Pointing and labeling entries
----------
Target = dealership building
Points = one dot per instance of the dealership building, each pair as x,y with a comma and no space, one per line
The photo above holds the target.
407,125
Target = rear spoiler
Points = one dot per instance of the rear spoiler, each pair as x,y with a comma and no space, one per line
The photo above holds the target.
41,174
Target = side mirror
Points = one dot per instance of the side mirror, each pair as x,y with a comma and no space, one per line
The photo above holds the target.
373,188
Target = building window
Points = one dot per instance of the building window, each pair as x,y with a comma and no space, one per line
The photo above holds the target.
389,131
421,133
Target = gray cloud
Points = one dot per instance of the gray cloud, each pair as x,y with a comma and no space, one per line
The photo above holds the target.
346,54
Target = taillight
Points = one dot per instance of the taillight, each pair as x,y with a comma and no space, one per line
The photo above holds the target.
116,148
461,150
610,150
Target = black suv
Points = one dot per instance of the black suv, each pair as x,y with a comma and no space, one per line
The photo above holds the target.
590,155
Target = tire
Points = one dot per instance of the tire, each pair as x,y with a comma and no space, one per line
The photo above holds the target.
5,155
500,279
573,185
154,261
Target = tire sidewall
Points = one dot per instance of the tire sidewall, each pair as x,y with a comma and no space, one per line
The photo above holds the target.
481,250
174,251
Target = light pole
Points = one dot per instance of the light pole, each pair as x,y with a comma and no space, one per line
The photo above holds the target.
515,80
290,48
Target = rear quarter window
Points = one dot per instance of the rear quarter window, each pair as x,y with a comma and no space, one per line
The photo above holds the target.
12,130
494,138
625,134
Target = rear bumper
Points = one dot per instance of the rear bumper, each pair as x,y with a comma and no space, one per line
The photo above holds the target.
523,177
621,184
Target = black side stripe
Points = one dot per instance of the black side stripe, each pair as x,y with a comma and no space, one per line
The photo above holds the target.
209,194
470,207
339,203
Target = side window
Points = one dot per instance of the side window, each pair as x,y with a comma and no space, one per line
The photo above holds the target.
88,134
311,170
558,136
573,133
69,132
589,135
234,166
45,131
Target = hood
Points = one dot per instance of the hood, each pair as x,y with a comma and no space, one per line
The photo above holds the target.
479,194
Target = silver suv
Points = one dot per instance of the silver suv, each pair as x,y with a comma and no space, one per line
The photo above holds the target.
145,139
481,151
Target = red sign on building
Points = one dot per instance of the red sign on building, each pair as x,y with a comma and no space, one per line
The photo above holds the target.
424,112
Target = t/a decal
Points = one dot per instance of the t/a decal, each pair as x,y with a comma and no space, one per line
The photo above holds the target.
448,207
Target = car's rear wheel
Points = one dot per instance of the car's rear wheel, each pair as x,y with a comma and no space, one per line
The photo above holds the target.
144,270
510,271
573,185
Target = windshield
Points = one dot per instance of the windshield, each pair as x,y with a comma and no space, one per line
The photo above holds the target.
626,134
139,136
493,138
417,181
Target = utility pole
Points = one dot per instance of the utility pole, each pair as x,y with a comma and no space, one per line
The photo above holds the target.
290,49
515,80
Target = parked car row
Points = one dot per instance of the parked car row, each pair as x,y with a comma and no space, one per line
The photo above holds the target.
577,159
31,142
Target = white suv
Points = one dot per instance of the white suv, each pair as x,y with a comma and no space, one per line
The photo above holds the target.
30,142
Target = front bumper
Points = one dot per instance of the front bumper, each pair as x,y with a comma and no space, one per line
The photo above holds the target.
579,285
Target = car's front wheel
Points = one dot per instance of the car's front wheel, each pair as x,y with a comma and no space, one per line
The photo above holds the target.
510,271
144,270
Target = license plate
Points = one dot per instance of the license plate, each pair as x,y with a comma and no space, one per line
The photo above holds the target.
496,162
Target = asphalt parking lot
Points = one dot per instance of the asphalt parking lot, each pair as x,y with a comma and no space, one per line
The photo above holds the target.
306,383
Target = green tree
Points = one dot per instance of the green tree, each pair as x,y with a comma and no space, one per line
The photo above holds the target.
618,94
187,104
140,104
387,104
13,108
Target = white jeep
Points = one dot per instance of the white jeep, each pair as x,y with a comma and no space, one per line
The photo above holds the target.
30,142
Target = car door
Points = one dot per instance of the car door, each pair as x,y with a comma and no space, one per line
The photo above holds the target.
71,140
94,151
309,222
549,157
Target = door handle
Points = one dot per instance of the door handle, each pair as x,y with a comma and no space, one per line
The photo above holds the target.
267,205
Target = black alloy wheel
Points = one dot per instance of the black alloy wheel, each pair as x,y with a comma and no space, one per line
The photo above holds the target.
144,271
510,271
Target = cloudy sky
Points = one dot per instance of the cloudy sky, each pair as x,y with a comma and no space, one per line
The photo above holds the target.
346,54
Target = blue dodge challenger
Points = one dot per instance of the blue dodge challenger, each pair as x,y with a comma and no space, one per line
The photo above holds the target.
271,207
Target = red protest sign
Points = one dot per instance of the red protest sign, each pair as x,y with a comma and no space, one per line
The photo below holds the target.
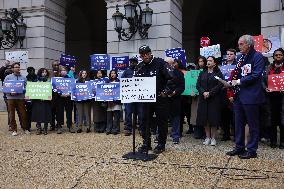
276,82
258,43
204,41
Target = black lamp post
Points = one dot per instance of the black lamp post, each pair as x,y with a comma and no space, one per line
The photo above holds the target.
138,20
12,29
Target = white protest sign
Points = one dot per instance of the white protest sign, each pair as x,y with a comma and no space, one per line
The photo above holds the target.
138,89
18,56
213,50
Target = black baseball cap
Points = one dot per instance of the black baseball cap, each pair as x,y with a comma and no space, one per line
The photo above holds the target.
144,49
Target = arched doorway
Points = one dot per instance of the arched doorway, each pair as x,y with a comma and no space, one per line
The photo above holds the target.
223,21
85,31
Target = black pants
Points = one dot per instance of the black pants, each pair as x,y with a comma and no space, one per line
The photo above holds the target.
161,110
64,103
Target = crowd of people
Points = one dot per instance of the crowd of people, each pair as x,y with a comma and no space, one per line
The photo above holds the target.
245,101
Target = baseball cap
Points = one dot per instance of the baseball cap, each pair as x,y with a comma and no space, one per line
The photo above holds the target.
144,49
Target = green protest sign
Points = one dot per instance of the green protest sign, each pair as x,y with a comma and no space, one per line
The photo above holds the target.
190,82
39,90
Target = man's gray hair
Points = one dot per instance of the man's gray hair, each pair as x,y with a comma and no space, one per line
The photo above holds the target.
248,39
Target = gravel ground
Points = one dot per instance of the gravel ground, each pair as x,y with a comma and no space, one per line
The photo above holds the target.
91,160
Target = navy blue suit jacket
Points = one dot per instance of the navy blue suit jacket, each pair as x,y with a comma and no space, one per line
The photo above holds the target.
251,90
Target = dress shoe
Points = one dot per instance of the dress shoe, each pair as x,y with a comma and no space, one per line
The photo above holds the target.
235,152
159,149
247,155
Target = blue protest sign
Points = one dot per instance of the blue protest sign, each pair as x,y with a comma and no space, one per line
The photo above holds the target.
93,85
177,53
108,92
226,70
15,86
62,85
120,62
67,60
100,62
81,91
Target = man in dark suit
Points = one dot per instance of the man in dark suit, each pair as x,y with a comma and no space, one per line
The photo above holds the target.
249,95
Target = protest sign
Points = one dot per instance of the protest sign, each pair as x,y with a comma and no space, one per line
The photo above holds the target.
213,50
276,82
190,82
138,89
93,85
62,85
39,90
120,62
18,56
176,53
226,70
81,91
108,92
15,86
100,62
68,60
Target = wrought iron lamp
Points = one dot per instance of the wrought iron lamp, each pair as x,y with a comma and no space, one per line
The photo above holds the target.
138,20
12,29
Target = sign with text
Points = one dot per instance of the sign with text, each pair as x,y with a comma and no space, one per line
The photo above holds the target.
18,56
68,60
108,92
100,62
213,50
276,82
176,53
226,70
62,85
190,82
81,91
15,86
120,62
39,90
93,85
138,89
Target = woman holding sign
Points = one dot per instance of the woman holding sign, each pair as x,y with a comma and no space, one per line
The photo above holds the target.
275,99
84,106
41,109
209,106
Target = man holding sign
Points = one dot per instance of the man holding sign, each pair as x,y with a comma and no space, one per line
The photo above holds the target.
16,99
150,67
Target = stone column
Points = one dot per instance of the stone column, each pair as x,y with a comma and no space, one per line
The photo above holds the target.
45,37
165,32
272,19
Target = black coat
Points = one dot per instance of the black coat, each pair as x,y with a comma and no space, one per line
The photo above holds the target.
209,109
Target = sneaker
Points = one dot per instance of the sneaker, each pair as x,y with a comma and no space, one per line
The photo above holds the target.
14,133
213,142
207,141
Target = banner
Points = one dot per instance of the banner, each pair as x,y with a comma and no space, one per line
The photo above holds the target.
81,91
190,82
213,50
108,92
15,86
177,53
39,90
226,70
62,85
276,82
93,85
138,89
100,62
68,60
18,56
120,62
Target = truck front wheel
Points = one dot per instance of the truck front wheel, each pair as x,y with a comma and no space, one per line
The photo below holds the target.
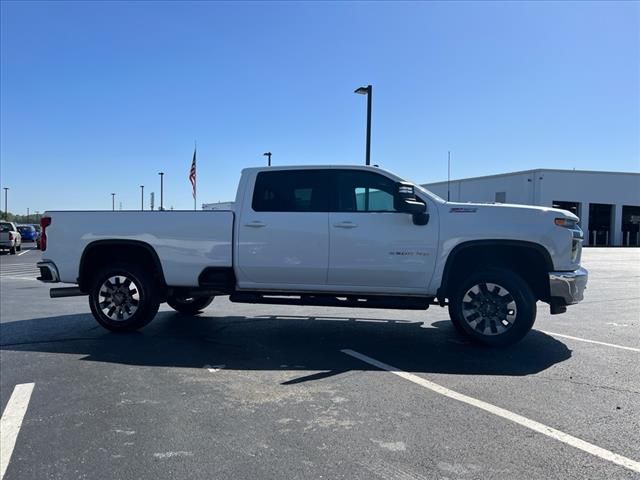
123,298
189,305
493,307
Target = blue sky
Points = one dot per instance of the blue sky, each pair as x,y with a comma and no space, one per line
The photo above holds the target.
99,97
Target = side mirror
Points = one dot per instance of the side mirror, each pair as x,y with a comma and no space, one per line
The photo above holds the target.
413,207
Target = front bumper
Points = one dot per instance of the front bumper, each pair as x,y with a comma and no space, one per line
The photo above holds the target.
568,288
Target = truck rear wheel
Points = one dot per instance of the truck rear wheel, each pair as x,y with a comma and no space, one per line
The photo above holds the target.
189,305
493,307
123,299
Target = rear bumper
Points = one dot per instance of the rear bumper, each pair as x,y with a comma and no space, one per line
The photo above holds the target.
48,272
567,288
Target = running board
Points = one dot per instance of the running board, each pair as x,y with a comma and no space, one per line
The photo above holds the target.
400,303
66,292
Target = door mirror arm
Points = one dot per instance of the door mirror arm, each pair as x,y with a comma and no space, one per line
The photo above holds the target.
420,218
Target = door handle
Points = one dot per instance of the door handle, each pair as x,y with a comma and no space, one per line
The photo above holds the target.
345,225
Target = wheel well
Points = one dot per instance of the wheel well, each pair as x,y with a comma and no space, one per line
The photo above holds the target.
529,261
103,253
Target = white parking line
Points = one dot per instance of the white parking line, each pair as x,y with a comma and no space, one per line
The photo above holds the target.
622,347
506,414
11,422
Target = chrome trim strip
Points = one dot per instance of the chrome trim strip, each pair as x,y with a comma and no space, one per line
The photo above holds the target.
569,286
53,270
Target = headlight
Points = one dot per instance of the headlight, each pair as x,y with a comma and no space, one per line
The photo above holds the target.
566,222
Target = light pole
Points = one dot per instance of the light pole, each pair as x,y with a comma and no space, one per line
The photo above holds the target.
368,91
161,190
6,209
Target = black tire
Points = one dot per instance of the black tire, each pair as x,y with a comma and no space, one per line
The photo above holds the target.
493,307
189,305
123,298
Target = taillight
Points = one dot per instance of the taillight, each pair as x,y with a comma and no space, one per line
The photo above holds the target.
44,223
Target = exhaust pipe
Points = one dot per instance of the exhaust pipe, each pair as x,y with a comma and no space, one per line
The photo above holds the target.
66,292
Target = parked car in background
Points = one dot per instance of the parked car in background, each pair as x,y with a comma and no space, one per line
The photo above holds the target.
28,233
10,238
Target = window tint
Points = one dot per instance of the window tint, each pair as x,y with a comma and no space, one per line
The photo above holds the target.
360,191
291,191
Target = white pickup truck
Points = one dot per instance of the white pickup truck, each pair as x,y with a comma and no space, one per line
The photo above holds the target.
347,236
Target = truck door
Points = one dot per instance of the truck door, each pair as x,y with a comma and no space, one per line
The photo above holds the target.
372,245
283,237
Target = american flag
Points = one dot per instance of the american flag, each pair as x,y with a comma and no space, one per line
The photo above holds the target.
192,173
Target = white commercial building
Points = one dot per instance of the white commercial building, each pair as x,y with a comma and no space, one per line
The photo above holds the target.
608,203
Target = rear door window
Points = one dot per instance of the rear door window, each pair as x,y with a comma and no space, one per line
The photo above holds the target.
291,191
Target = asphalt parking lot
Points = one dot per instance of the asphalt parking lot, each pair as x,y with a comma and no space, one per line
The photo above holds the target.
275,392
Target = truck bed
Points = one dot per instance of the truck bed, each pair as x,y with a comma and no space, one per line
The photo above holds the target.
185,241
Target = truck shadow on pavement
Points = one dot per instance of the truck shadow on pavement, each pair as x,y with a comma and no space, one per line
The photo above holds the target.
305,343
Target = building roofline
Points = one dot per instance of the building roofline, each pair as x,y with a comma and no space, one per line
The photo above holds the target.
535,170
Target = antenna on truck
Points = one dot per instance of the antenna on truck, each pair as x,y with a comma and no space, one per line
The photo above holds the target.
448,175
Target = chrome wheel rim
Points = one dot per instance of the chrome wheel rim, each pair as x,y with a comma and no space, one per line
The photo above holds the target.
489,308
119,298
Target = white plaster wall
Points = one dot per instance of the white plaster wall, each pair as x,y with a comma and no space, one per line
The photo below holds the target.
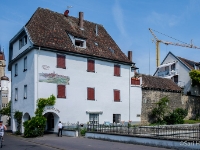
17,51
182,70
23,78
74,107
136,103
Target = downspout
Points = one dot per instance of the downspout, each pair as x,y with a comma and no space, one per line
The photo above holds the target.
129,94
38,72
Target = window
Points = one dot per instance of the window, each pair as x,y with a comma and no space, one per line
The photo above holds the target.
16,94
117,95
16,69
116,118
90,65
22,41
173,67
90,93
94,119
25,64
25,91
79,43
61,61
61,91
176,79
116,70
25,39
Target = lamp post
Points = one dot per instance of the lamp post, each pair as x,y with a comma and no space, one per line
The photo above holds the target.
4,87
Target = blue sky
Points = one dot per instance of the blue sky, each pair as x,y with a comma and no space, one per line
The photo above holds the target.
127,21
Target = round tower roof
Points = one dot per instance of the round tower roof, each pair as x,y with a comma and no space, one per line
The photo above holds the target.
4,78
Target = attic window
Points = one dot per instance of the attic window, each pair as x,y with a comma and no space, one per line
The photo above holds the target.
79,43
112,51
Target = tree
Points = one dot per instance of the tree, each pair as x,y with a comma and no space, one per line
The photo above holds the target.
195,76
161,109
6,111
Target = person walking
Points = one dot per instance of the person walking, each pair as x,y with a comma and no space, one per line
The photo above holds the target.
59,128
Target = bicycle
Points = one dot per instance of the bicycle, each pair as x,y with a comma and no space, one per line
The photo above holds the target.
1,138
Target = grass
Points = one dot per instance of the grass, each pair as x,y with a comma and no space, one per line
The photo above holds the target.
191,121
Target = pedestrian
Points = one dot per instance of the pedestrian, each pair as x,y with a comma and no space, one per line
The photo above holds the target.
60,129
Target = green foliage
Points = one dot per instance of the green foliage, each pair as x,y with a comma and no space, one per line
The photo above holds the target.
83,131
18,117
6,111
160,110
176,117
191,121
35,126
195,76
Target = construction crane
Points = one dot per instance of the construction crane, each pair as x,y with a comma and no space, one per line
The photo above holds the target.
168,43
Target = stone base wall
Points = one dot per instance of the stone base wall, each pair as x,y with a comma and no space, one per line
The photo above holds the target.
176,100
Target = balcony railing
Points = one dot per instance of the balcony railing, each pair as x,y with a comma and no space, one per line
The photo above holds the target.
168,73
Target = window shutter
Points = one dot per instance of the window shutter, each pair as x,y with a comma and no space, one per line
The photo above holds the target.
90,93
116,70
90,65
61,61
116,95
61,91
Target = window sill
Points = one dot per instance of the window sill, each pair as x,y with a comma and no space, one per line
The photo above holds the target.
61,96
61,67
117,75
91,71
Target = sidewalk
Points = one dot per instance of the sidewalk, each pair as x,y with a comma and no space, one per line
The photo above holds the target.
81,143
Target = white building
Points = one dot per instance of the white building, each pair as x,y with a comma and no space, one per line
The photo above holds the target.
177,69
78,62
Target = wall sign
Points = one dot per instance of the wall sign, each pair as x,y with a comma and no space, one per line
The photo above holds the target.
54,78
45,67
51,108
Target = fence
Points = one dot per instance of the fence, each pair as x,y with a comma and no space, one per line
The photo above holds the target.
182,132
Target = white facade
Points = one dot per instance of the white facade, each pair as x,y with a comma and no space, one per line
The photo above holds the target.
180,71
75,107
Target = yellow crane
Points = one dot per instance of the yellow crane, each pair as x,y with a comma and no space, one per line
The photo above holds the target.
167,43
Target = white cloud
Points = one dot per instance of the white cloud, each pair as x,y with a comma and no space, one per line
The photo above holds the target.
119,18
163,19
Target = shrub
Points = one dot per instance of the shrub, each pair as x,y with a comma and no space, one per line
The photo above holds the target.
18,117
35,127
176,117
83,131
161,109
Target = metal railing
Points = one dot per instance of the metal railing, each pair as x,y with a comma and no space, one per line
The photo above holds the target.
182,132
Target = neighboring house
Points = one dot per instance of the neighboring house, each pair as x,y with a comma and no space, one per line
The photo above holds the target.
4,93
153,89
177,69
78,62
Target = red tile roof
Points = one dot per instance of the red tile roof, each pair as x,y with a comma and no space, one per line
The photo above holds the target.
188,63
49,29
158,83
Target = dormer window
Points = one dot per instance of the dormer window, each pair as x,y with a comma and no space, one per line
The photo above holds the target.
22,41
78,42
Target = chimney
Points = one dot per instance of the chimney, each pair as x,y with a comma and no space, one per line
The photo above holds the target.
66,13
130,55
81,20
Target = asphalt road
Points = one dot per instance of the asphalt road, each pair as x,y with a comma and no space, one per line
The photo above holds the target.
52,142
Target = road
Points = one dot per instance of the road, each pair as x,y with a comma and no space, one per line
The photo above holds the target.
51,142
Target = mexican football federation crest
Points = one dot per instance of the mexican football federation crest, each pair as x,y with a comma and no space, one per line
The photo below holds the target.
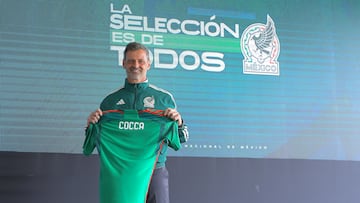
260,47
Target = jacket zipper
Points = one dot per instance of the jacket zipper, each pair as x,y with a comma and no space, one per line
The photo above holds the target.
135,95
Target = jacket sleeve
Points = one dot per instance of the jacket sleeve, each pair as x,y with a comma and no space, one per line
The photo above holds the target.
90,140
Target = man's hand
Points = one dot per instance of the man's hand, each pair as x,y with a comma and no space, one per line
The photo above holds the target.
173,115
94,117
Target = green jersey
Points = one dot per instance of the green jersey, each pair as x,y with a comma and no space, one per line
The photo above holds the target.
128,143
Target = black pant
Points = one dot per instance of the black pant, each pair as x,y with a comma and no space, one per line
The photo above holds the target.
159,187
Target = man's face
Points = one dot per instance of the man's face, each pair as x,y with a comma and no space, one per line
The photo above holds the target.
136,65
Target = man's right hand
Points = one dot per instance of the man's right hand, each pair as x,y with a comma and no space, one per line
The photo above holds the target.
94,117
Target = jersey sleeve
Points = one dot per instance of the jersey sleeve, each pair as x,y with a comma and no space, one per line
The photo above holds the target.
90,139
172,136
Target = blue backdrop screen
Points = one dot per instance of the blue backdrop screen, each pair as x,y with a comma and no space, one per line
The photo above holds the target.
252,79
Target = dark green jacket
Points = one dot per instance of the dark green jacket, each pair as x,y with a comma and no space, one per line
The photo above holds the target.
142,96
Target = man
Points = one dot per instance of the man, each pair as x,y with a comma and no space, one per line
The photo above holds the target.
138,94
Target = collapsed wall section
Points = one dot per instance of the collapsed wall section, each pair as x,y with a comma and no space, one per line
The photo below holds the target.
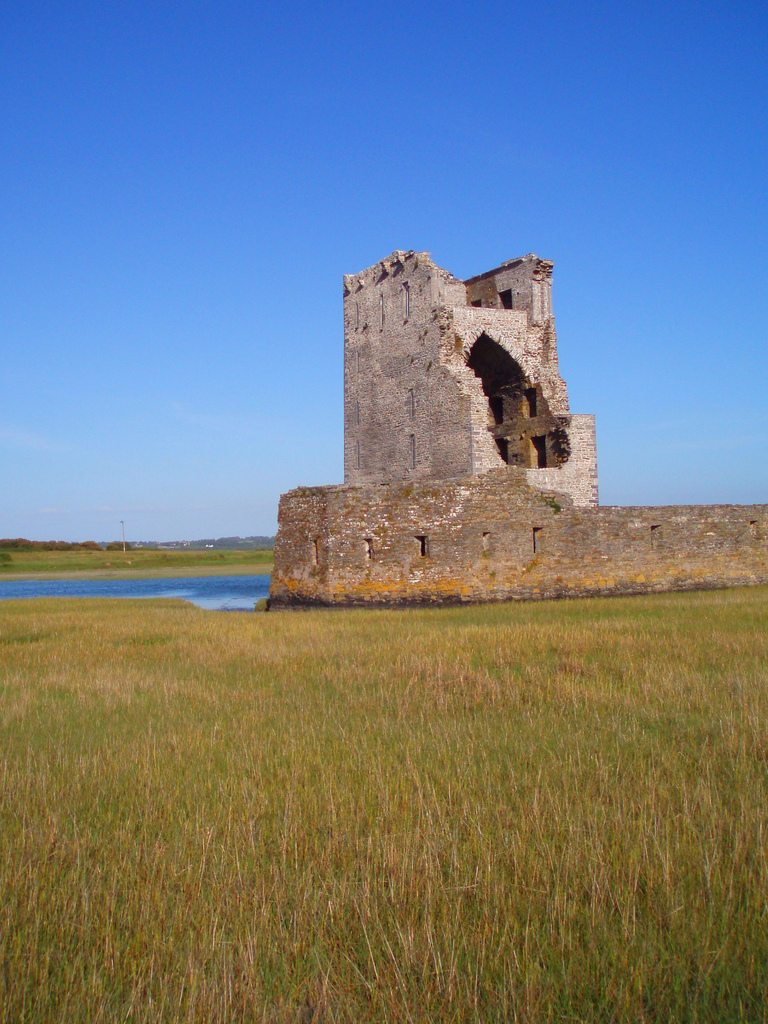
495,538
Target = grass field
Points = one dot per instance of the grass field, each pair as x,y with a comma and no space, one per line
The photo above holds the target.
141,562
542,812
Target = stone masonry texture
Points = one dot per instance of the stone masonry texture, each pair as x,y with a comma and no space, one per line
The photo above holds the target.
467,477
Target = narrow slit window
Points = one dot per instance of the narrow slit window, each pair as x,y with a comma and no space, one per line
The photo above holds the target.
540,451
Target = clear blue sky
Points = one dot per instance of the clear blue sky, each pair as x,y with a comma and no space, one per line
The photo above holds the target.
183,184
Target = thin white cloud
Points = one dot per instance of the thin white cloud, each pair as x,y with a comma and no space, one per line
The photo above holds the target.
28,440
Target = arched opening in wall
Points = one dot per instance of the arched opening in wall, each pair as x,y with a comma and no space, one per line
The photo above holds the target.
525,431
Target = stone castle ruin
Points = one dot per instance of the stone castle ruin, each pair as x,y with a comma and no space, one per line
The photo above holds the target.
466,475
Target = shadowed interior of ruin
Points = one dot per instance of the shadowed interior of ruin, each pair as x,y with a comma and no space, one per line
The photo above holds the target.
524,430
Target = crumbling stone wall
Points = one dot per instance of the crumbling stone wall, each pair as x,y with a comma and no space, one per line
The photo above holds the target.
444,378
494,537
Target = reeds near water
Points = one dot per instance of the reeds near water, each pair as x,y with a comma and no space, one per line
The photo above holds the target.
550,812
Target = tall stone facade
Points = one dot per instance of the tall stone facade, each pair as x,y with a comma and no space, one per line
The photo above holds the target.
445,378
467,477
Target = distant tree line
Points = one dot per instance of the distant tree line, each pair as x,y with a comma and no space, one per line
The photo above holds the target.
20,544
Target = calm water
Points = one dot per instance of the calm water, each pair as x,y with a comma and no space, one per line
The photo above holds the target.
222,593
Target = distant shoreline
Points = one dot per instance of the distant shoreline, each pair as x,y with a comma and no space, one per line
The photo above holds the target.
253,568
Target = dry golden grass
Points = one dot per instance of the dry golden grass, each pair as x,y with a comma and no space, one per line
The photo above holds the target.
552,812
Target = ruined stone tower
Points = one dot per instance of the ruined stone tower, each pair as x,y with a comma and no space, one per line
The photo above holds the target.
467,477
446,378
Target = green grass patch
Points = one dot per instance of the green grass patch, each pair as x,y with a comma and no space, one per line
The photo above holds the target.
540,812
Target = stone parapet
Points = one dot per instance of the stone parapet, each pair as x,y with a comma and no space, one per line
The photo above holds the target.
495,538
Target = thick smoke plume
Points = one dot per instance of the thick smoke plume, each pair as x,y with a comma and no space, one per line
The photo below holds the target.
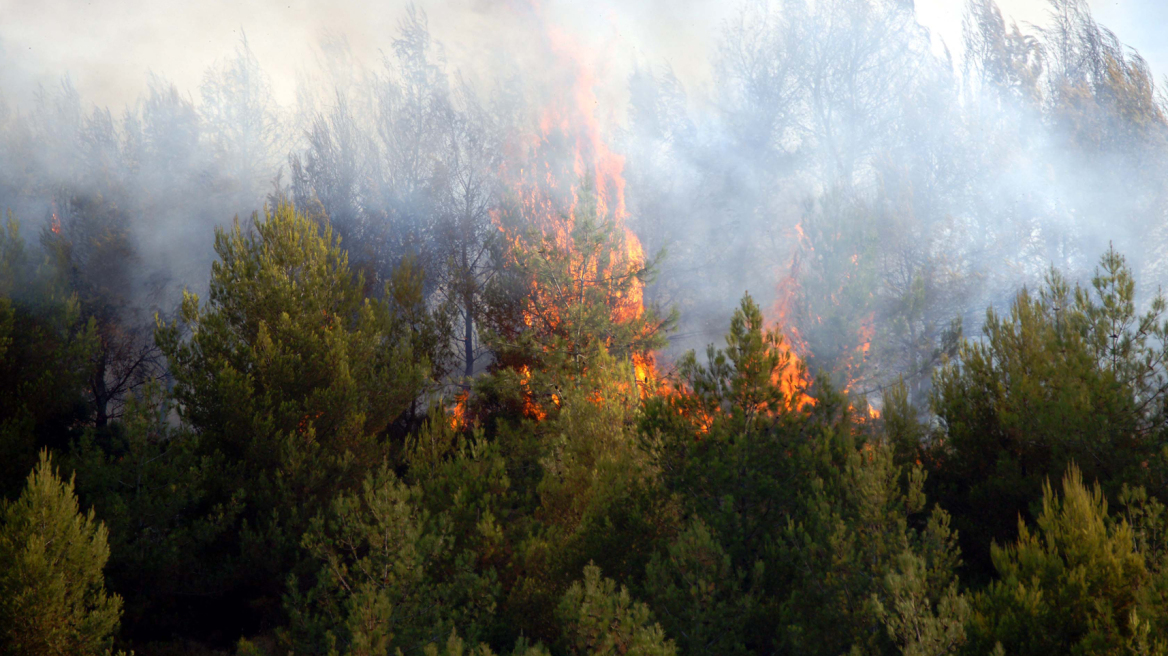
875,192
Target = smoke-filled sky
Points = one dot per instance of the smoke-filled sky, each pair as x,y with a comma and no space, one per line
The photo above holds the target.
----------
Exercise requirements:
Look above for the line containing "Target = calm water"; output that line and all lines after it through the last one exactly, without the pictures.

Reply to the exercise:
Target = calm water
Points = one dot per instance of the calm water, each pair as x,y with a comma and no space, one per line
The photo above holds the target.
222,593
Target = distant shoreline
Points = one dot per instance of the distant shoreline, each pair as x,y with a comma and no space, one per line
The photo above holds the target.
253,568
Target = dry golden grass
Points = one dot per instance of the dry golden grass, each pair as x,y with a comma and no space, one per line
The photo above holds the target.
552,812
Target = ruined stone tower
Points = one dot per instance of the ruined stone tower, each pair as x,y with a comma and no space, one per line
The photo above holds the target.
467,477
446,378
Target = green grass patch
Points = one dot per instance of the green grass patch, each pair as x,y with a comma and no space, one per line
The photo above holds the target.
540,812
Target = stone parapet
Points = one dot per instance of the stone parapet, each pair as x,y with a comma and no space, one per line
The photo above holds the target.
495,538
Target = thick smoke plume
Points = one dot per instance of the thick smoke plume, each pair as x,y with a comma and no space, one per line
The photo below holds the target.
875,192
Target = smoke-filled sky
Points = one dot per instance of the smoke-filled sky, each pair as x,y with a comma and no space, one per line
The photo above holds the target.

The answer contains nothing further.